[THE PROBLEM] Count the lines that contain the string "tree" in the records beneath, and respond with the number only.

Stored items:
^^^^^^^^^^^^^^^^

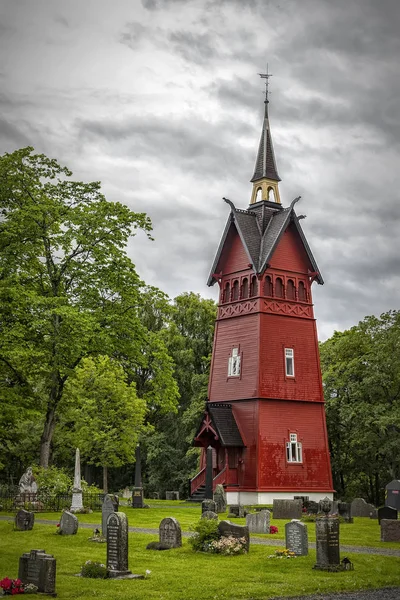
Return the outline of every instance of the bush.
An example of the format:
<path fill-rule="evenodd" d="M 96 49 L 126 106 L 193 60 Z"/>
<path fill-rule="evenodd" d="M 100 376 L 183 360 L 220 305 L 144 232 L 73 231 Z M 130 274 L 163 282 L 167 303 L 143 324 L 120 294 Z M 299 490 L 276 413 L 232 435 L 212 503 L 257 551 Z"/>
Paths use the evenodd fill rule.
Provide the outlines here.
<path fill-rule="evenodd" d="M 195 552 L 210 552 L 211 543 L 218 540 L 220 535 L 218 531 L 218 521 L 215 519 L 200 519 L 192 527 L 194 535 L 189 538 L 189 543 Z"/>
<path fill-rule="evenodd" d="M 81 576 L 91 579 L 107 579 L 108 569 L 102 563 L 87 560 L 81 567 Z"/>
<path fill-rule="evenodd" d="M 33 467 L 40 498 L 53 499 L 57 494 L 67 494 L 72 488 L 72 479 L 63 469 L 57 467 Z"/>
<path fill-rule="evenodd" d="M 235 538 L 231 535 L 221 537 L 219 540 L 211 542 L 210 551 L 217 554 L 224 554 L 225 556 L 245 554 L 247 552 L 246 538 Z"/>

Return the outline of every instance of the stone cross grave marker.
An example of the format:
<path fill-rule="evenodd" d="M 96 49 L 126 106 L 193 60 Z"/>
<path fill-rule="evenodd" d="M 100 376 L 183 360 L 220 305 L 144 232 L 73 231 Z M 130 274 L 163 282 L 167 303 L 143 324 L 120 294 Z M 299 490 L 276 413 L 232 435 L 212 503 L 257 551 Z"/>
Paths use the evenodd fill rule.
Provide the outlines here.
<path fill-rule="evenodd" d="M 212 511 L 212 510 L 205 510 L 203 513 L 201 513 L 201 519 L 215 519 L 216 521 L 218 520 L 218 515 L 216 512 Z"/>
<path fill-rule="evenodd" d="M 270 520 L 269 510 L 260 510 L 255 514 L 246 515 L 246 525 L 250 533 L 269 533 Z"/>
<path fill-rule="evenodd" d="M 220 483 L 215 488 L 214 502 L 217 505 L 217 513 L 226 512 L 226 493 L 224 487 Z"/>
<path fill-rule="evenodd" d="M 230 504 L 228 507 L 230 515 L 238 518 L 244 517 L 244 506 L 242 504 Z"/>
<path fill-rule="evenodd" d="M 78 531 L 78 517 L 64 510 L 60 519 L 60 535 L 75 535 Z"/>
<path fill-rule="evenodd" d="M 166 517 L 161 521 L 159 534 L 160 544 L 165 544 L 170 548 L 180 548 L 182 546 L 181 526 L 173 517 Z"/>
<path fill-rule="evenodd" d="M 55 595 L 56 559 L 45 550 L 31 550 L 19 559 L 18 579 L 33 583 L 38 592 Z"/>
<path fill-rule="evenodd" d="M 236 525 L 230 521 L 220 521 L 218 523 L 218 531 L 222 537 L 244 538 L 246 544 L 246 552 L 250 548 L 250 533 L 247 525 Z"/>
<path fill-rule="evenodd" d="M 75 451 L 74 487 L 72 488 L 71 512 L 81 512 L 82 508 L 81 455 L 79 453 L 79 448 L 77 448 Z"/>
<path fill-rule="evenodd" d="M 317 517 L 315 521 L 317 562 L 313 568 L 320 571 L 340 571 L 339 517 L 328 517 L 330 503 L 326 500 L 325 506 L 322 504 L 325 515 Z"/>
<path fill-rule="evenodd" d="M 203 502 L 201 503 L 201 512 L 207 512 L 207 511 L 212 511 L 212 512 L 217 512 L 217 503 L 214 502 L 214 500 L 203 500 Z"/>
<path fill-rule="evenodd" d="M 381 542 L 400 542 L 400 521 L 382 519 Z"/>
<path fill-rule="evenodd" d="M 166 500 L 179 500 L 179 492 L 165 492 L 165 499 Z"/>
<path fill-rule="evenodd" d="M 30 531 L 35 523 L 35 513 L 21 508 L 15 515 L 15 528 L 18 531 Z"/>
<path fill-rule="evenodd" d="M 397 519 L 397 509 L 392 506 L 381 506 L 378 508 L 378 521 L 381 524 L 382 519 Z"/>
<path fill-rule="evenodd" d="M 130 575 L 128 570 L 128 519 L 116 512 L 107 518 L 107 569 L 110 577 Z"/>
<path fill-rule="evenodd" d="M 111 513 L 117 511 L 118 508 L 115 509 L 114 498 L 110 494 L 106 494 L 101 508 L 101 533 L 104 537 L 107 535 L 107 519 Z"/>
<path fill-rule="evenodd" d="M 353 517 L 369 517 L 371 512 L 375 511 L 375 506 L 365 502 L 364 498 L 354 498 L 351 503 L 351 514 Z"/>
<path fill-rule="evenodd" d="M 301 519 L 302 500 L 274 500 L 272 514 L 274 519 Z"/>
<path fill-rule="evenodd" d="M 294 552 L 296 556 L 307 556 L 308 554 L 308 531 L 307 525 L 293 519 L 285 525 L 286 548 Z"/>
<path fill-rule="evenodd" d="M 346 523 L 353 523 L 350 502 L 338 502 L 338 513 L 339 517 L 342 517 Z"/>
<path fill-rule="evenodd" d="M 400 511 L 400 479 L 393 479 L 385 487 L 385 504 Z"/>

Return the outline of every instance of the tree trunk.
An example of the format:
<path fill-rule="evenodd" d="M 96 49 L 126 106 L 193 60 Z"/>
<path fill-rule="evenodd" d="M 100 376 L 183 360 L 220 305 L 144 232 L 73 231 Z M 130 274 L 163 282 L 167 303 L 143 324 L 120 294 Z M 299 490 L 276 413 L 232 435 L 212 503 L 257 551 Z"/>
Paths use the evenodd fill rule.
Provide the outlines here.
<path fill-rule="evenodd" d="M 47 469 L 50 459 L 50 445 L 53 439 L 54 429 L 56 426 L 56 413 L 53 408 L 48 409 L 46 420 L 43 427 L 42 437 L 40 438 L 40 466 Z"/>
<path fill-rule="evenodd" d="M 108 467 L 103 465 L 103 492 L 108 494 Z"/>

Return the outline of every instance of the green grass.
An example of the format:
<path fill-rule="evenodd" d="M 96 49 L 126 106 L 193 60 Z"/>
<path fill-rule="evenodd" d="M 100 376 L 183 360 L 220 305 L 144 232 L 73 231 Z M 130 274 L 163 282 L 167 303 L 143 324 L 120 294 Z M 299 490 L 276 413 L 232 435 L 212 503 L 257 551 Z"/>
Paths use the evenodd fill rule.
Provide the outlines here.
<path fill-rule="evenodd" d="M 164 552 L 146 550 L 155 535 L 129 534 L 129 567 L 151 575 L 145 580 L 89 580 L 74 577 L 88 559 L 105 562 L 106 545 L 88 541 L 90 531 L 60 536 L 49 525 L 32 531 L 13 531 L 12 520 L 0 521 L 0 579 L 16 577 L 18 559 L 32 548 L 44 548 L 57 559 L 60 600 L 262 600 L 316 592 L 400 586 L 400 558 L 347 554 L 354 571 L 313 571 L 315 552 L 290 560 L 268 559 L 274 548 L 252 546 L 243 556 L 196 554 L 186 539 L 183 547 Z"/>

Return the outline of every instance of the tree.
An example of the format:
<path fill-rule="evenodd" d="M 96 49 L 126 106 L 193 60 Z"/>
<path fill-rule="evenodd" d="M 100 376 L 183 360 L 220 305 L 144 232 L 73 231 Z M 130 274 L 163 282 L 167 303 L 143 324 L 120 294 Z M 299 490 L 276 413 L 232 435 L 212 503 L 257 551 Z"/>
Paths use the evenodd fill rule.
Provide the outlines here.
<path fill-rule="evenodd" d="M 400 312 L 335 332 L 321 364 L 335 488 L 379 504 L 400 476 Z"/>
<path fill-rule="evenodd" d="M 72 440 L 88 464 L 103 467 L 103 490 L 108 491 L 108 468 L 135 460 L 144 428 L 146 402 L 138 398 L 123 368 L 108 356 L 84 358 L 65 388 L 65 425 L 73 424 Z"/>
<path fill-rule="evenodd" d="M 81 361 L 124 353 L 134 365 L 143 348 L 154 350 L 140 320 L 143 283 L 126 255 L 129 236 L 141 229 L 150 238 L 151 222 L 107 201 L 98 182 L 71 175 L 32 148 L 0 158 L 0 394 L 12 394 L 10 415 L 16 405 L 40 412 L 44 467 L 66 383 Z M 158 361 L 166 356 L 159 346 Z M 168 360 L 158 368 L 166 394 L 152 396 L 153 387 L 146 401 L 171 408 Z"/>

^^^^^^^^^^^^^^^^

[RESULT OF THIS EXERCISE] 2